▸ ASSIGNMENT
Copy out the listing that follows, exact in every word, and skip the images.

______________________________

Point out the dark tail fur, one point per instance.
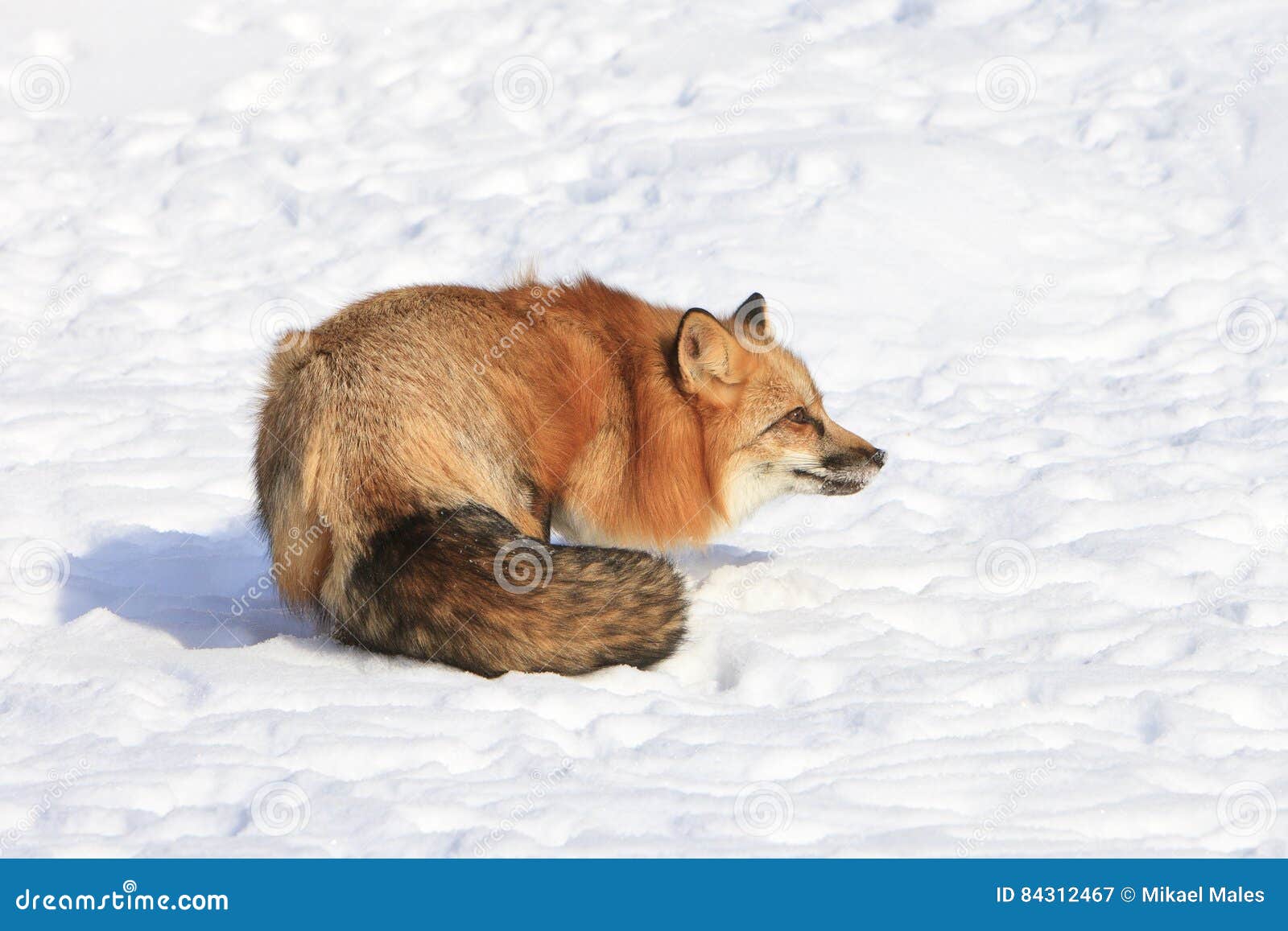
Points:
(464, 587)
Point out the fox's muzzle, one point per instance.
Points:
(849, 472)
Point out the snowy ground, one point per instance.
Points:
(1032, 249)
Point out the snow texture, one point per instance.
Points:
(1034, 249)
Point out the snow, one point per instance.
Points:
(1034, 250)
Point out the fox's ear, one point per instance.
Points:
(751, 323)
(706, 353)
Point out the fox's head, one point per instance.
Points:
(763, 418)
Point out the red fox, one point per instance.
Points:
(416, 450)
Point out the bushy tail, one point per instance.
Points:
(461, 586)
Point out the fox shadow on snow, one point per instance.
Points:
(199, 587)
(196, 589)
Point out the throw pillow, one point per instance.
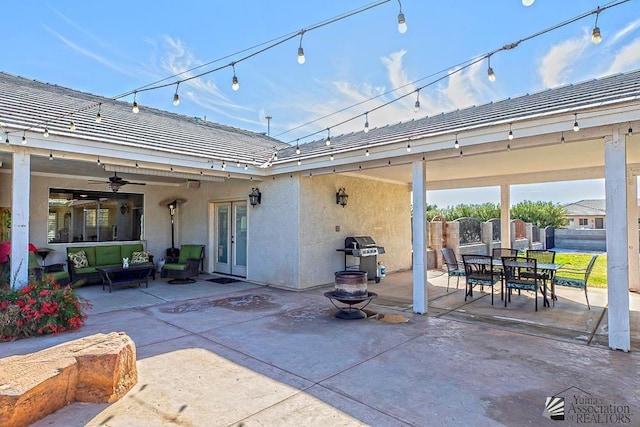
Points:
(139, 257)
(79, 259)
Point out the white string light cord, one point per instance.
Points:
(157, 84)
(456, 69)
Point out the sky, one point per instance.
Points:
(352, 66)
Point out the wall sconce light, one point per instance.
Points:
(255, 197)
(341, 197)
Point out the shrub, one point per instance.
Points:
(40, 308)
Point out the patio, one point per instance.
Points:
(240, 353)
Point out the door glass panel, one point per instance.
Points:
(223, 234)
(241, 235)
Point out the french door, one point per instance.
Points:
(230, 238)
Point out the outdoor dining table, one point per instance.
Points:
(545, 267)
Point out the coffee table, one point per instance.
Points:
(121, 276)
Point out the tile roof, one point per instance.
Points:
(616, 89)
(28, 103)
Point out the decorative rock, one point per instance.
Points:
(99, 368)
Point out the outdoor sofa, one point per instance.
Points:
(96, 256)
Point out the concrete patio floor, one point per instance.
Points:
(244, 354)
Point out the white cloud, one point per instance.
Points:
(632, 26)
(627, 58)
(86, 52)
(556, 66)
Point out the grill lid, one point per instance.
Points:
(360, 242)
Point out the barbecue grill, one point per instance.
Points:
(361, 253)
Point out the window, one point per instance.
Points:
(94, 216)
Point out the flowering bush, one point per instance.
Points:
(40, 308)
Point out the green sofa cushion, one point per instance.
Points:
(189, 251)
(126, 251)
(108, 255)
(178, 267)
(90, 251)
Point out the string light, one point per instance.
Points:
(176, 97)
(490, 73)
(135, 107)
(596, 37)
(301, 58)
(402, 23)
(98, 115)
(234, 81)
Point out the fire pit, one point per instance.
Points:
(350, 290)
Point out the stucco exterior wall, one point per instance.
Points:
(378, 209)
(274, 237)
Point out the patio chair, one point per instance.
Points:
(479, 272)
(454, 267)
(513, 269)
(580, 282)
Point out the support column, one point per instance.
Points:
(632, 221)
(419, 233)
(615, 173)
(20, 193)
(505, 217)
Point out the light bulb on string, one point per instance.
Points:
(490, 74)
(596, 36)
(135, 107)
(176, 97)
(402, 23)
(301, 58)
(235, 85)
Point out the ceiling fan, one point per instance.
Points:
(115, 182)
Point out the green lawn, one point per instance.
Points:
(598, 278)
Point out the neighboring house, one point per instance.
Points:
(59, 181)
(590, 213)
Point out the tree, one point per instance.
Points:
(540, 214)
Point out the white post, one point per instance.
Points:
(419, 232)
(632, 221)
(505, 217)
(615, 173)
(20, 192)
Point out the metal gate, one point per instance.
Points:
(550, 240)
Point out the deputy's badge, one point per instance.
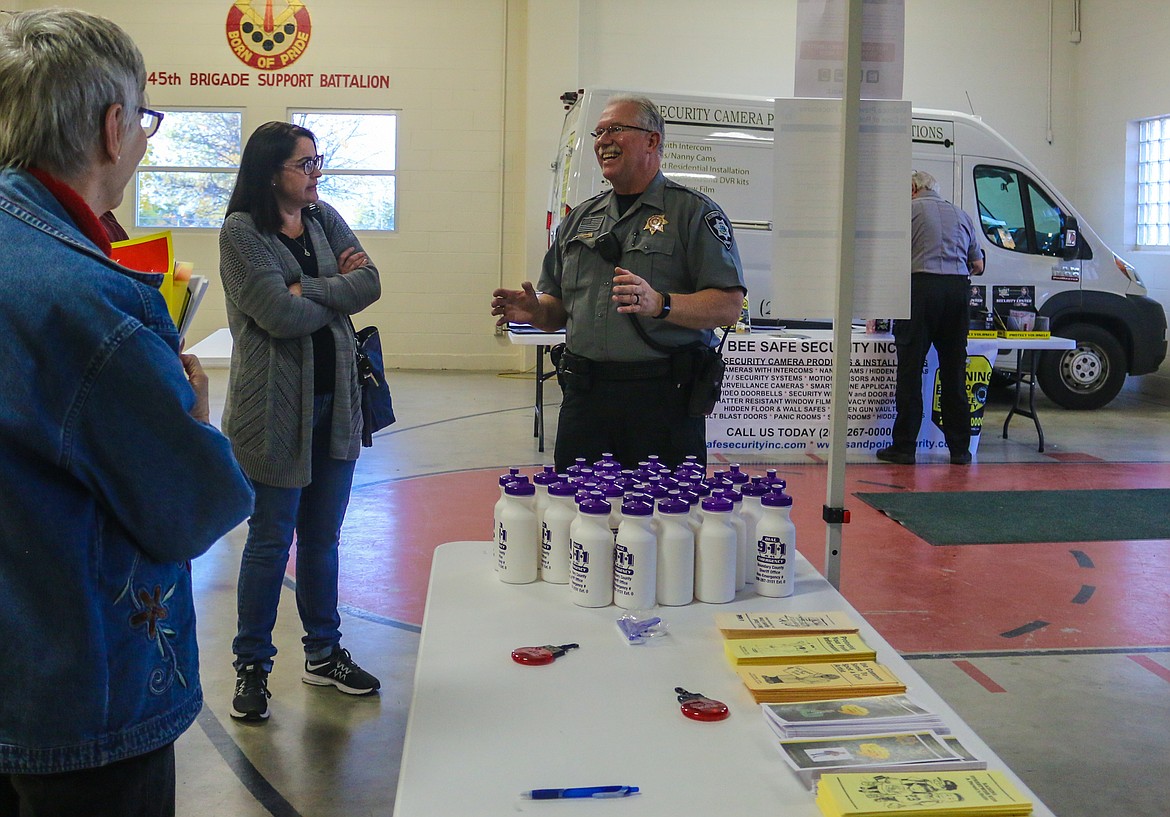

______________________________

▸ SOLUTION BELOW
Point out the dark tail fur, one point per instance.
Points:
(464, 587)
Point out the fox's muzzle, one point per instance.
Points:
(849, 472)
Point out the snowy ground, one point per instance.
Points:
(1032, 249)
Point out the snow texture, one point per instance.
Points:
(1034, 249)
Point out the snow, one point per instance.
Points:
(1034, 250)
Point out the fox's ear, one point per instance.
Points:
(751, 323)
(706, 353)
Point out the fox's head, one point per instance.
Points:
(763, 418)
Point out the red fox, one point per instance.
Points:
(416, 450)
Point out the bushy tail, one point per instance.
Points:
(461, 586)
Point out the fox shadow on snow, one point per instance.
Points:
(199, 587)
(196, 589)
Point out the throw pillow, one point per instance.
Points:
(139, 257)
(79, 259)
Point out the white string light cord, one point per instance.
Points:
(157, 84)
(456, 69)
Point out the sky, one point per instance.
Points:
(352, 66)
Point out the wall sconce light, one point per instance.
Points:
(255, 197)
(341, 197)
Point out the shrub, one point per instance.
Points:
(40, 308)
Point out the patio, one point per instance.
Points:
(240, 353)
Point out the door glass panel, one point per instance.
Points:
(223, 234)
(241, 235)
Point out the french door, one point per instance.
Points:
(230, 238)
Point out the outdoor dining table, one point per instance.
Points:
(545, 267)
Point out the coffee table, one point per instance.
Points:
(121, 276)
Point out the tile roof, one point per instance.
Points:
(616, 89)
(28, 103)
Point out the decorative rock, one point per instance.
Points:
(99, 368)
Point out the outdoor sofa, one point per instance.
Points:
(96, 256)
Point out the concrete patio floor, one point per instance.
Points:
(244, 354)
Point out the white cloud, one point per instance.
Points:
(632, 26)
(627, 58)
(86, 52)
(556, 66)
Point out the grill lid, one point per instance.
Points:
(360, 242)
Point out the barbecue grill, one point per instance.
Points:
(361, 253)
Point out the window, one point per instance.
Points:
(94, 216)
Point out the flowering bush, one point per instance.
Points:
(40, 308)
Point out the green sofa cushion, one point per instance.
Points:
(189, 251)
(126, 251)
(108, 255)
(178, 267)
(90, 251)
Point out the string light, one point per instance.
Points:
(176, 97)
(490, 73)
(135, 107)
(596, 37)
(301, 58)
(402, 23)
(98, 115)
(234, 81)
Point out the fire pit, one point per instance.
Points:
(350, 290)
Point out the stucco exterior wall, one point per instance.
Points:
(378, 209)
(274, 237)
Point out the patio chair, one point per instance.
Points:
(479, 272)
(454, 267)
(513, 269)
(580, 282)
Point out the support column, one point per instance.
Points:
(632, 221)
(419, 233)
(615, 173)
(20, 193)
(505, 217)
Point out the light bulb on string, one point per instance.
Points:
(490, 74)
(596, 36)
(135, 107)
(176, 97)
(402, 23)
(301, 58)
(235, 85)
Point out the ceiling fan, one point per instance.
Points:
(115, 182)
Point out the green lawn, one point per instance.
Points:
(598, 278)
Point out the neighboring house, one point per instance.
Points:
(59, 181)
(590, 213)
Point out the tree, one point per instance.
Points:
(540, 214)
Point out the white post, one point per instance.
Points:
(419, 232)
(632, 221)
(505, 217)
(615, 173)
(20, 192)
Point out the metal gate, one point per instance.
Points:
(550, 240)
Point out the deputy's badge, one point per instance.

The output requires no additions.